+++ Data section

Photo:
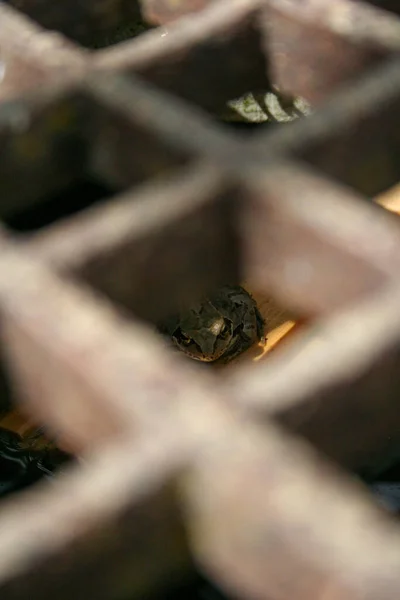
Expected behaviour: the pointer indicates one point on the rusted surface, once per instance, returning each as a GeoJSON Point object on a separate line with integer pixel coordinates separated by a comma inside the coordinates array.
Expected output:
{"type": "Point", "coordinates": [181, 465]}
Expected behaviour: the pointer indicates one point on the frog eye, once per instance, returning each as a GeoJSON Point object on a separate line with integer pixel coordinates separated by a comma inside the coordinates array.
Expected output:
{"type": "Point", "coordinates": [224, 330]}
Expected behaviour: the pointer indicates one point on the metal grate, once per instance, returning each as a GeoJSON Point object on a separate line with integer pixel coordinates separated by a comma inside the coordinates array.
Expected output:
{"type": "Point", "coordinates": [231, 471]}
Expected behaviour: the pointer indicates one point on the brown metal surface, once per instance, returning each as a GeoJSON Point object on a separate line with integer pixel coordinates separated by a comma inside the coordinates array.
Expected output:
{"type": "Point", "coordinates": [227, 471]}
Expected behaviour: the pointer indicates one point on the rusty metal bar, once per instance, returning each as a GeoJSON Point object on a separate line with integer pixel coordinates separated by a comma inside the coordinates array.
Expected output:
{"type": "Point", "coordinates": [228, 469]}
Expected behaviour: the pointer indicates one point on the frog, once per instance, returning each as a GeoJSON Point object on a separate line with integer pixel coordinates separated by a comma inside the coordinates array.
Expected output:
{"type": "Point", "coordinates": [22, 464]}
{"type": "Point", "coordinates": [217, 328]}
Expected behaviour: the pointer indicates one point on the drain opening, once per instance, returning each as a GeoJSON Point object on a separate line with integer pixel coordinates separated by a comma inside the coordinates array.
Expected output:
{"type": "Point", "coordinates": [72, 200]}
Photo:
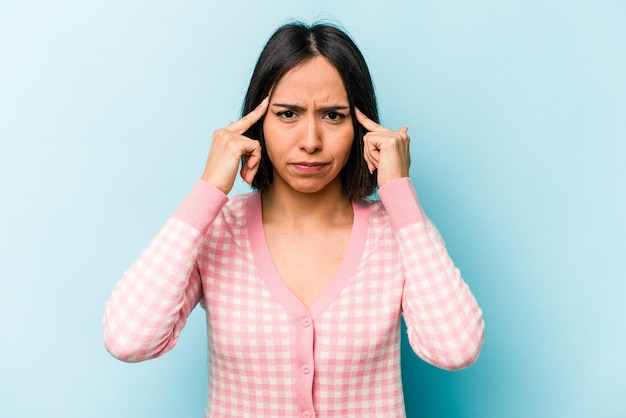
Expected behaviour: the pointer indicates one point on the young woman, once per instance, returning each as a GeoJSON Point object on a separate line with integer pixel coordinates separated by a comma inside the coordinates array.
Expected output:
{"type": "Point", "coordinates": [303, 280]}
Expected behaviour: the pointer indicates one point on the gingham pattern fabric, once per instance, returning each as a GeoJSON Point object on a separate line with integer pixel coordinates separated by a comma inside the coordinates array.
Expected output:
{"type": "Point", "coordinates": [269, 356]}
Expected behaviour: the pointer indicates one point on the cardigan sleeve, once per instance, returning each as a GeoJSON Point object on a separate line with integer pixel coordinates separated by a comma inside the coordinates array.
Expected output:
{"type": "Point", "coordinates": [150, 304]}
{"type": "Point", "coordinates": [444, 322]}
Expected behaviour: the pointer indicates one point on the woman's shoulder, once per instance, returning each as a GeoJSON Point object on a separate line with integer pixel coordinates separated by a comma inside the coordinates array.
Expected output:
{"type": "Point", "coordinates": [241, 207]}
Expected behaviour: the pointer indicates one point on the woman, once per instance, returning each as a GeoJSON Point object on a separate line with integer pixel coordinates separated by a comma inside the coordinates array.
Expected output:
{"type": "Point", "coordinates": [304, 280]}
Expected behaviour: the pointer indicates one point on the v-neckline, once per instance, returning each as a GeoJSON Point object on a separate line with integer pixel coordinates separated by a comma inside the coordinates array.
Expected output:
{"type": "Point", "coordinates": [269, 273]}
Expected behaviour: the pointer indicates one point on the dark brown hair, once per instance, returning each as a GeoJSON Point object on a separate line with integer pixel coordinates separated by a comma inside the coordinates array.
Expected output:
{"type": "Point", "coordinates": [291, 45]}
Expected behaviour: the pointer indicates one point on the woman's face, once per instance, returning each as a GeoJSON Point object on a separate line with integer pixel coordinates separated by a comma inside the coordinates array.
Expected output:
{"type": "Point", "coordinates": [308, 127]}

++++++
+++ Data section

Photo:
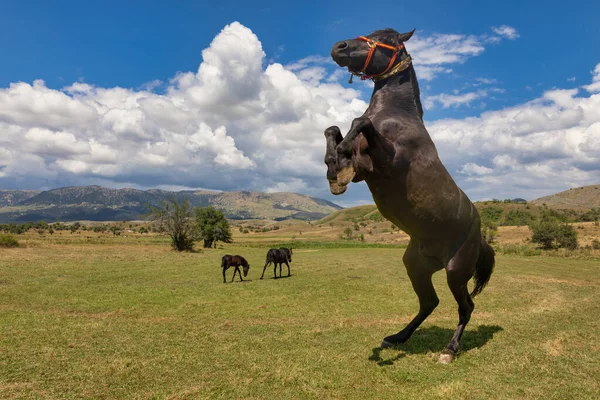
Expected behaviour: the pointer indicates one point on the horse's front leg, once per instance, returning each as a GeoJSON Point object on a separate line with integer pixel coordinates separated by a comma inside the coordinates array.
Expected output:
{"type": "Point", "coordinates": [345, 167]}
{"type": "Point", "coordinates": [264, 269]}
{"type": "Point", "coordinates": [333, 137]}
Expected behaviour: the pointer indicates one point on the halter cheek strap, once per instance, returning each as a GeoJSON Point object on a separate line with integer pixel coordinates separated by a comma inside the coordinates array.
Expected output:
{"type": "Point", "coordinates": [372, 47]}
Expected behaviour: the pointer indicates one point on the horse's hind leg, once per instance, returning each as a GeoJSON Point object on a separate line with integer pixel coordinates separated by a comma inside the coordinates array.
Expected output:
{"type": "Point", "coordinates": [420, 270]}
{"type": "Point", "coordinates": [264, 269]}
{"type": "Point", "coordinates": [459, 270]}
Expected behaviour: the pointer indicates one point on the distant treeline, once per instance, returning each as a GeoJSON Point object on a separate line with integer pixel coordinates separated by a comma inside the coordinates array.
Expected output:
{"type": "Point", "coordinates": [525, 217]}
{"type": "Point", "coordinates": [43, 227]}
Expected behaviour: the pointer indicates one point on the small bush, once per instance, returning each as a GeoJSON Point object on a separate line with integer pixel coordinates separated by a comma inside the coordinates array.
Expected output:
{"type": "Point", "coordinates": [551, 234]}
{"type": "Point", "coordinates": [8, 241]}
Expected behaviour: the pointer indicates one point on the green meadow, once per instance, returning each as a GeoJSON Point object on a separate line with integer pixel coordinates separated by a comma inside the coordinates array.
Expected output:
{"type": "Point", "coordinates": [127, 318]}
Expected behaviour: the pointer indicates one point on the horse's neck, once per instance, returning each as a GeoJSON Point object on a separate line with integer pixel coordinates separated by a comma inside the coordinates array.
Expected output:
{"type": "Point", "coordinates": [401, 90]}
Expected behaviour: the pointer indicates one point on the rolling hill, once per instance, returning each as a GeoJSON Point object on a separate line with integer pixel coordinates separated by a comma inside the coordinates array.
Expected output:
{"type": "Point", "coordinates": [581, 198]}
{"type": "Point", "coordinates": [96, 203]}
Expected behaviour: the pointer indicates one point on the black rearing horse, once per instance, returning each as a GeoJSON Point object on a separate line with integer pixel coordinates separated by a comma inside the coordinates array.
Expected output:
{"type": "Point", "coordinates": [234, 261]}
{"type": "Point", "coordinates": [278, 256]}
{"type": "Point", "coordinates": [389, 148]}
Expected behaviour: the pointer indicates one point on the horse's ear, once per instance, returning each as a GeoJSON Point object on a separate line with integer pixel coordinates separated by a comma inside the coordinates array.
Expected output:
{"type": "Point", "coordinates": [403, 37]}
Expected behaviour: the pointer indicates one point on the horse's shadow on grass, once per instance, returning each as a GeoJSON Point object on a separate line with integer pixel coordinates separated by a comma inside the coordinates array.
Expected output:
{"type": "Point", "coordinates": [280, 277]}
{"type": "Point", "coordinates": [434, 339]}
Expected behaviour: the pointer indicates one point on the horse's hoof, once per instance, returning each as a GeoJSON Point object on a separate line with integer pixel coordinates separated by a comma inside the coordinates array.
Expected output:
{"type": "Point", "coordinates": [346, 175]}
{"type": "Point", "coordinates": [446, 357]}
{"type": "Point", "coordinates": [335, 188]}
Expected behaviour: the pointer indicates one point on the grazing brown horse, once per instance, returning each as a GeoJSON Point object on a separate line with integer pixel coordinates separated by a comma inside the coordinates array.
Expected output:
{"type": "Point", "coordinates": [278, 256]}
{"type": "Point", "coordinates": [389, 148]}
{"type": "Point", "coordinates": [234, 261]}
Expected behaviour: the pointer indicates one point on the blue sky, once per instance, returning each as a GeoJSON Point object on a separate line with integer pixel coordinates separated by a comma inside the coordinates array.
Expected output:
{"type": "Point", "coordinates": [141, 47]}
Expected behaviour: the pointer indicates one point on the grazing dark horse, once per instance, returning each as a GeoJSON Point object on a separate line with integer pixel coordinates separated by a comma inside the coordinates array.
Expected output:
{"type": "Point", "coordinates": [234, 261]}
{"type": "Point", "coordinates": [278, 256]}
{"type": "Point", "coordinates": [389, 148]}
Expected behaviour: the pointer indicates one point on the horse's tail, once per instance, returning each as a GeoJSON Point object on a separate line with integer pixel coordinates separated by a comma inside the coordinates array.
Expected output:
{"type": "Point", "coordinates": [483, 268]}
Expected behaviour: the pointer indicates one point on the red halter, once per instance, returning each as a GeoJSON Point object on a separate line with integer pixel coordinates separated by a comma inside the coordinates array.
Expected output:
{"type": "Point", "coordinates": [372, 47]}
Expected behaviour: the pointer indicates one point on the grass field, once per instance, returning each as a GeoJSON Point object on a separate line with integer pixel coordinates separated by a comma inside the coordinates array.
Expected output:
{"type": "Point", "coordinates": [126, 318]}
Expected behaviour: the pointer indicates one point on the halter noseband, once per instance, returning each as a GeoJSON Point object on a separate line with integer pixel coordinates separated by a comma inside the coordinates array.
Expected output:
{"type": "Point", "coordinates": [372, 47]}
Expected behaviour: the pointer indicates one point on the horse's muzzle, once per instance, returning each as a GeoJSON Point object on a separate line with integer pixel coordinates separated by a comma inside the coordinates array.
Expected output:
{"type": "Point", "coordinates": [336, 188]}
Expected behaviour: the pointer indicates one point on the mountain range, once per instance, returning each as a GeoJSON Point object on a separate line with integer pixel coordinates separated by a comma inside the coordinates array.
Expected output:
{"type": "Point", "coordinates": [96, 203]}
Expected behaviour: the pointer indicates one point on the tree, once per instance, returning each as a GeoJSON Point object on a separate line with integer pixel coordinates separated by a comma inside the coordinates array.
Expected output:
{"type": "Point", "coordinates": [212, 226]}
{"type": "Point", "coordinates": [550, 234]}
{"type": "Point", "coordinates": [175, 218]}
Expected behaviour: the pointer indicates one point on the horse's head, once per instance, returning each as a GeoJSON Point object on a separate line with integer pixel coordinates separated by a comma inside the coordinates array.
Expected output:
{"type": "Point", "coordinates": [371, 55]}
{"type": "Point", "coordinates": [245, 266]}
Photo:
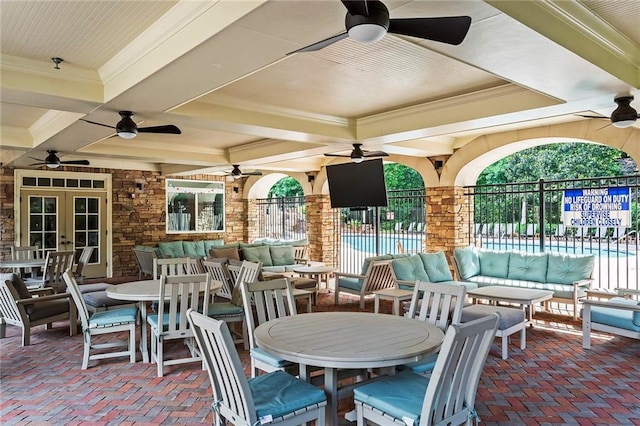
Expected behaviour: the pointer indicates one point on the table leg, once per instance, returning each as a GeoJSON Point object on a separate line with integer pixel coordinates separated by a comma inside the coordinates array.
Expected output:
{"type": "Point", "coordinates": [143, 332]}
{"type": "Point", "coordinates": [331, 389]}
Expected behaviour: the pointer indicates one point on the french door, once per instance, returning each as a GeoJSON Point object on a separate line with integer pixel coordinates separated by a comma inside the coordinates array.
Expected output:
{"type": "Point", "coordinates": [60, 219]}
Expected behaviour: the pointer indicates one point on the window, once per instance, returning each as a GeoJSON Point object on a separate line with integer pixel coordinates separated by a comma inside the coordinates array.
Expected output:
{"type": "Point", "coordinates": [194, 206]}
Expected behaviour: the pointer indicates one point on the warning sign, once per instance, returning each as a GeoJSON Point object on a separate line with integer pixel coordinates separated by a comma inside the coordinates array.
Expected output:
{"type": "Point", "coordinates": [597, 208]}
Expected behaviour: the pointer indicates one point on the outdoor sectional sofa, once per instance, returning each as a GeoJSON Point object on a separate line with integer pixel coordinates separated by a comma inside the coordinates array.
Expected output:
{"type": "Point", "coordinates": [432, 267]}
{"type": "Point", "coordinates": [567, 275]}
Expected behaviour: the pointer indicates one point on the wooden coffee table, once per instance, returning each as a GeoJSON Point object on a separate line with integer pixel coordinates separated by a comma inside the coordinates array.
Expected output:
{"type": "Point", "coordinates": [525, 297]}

++++++
+++ Data section

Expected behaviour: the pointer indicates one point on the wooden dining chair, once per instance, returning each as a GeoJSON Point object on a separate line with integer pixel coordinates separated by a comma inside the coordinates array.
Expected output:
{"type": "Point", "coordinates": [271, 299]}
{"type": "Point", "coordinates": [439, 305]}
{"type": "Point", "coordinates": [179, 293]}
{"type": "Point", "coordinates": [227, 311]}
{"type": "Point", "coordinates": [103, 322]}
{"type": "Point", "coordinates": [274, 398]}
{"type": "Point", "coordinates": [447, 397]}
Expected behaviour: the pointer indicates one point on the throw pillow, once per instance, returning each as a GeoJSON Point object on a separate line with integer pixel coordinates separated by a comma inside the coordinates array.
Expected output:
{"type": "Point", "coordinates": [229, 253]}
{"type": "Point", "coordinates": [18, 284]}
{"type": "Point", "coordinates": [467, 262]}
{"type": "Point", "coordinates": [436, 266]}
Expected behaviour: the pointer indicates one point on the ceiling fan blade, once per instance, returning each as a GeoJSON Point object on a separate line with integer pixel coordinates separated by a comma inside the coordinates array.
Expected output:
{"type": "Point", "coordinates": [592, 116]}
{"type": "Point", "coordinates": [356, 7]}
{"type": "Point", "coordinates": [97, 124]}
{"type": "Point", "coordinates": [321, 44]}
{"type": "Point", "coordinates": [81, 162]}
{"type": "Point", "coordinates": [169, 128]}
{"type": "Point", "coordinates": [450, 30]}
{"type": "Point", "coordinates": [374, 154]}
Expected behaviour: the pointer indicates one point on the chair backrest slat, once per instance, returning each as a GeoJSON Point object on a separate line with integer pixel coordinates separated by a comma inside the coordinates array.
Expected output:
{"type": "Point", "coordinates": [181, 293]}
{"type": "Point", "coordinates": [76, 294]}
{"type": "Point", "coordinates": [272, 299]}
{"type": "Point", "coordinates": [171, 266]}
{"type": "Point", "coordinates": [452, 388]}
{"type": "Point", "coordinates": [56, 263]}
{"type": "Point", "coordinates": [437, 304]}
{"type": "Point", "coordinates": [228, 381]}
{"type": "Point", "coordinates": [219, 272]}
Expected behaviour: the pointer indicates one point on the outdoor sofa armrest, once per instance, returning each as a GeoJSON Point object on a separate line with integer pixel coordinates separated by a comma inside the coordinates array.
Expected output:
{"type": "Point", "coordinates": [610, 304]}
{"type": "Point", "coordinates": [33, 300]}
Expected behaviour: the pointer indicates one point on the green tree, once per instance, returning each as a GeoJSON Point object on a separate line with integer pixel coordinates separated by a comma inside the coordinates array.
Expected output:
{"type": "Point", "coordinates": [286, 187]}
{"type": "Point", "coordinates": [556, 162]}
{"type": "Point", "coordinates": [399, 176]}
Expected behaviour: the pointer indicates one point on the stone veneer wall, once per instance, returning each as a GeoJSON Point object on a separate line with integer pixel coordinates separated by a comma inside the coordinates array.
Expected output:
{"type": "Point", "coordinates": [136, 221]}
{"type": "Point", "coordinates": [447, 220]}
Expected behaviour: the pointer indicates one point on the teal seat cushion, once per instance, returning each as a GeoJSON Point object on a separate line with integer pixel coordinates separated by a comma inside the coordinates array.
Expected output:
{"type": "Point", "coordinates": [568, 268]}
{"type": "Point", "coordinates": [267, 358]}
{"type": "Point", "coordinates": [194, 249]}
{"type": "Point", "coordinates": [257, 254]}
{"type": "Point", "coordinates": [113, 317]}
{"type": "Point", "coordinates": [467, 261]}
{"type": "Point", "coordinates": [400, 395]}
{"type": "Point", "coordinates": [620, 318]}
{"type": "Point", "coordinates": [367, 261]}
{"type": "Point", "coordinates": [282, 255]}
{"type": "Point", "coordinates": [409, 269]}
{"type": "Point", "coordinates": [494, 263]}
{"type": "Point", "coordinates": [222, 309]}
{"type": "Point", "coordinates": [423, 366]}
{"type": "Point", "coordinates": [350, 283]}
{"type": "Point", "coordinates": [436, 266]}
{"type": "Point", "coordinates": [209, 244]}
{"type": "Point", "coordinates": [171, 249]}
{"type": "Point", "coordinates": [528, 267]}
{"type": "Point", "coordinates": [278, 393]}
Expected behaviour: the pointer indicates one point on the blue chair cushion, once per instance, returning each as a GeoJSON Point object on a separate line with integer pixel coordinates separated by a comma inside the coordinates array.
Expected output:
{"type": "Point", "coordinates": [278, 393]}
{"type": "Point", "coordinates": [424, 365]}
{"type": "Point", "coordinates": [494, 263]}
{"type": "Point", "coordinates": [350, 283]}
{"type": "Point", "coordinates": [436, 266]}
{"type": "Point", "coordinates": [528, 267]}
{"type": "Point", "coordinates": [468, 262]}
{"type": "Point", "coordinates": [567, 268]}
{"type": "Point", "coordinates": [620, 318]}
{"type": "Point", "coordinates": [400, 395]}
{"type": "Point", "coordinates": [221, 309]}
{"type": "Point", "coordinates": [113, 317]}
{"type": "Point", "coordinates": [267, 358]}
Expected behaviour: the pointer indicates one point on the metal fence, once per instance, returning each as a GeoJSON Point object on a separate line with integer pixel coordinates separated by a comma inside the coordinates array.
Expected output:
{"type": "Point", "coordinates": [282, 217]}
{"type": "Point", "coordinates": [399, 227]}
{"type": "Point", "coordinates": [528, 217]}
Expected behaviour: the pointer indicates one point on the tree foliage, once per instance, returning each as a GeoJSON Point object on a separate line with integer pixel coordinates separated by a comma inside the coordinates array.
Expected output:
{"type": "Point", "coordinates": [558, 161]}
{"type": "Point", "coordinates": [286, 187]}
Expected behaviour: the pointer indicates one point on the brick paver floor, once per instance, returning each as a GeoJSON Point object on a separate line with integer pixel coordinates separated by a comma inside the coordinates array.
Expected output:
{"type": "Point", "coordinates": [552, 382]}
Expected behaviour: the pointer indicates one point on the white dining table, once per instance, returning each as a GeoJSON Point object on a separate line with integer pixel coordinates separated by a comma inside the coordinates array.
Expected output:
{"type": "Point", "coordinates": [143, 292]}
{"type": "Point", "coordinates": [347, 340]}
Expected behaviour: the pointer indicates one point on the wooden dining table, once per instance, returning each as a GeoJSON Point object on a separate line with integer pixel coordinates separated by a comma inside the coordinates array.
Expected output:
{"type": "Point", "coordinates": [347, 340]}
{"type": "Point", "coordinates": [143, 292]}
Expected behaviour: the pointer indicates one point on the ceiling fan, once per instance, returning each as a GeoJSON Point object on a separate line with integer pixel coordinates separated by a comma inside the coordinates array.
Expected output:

++++++

▶ Do this
Return each line of the records that contains the word "grazing".

▶ Written solution
Expected behaviour: the pointer indicates one point on the grazing brown horse, once per instance, returning each as a GeoJSON Point object on a separate line with integer pixel coordinates separated by a comma inside the coordinates array.
Expected behaviour: the pointer indicates one point on the grazing dark horse, once per instance, returning each as a GeoJSON Point object on a separate line with integer pixel coordinates separated by a comma inside the coordinates array.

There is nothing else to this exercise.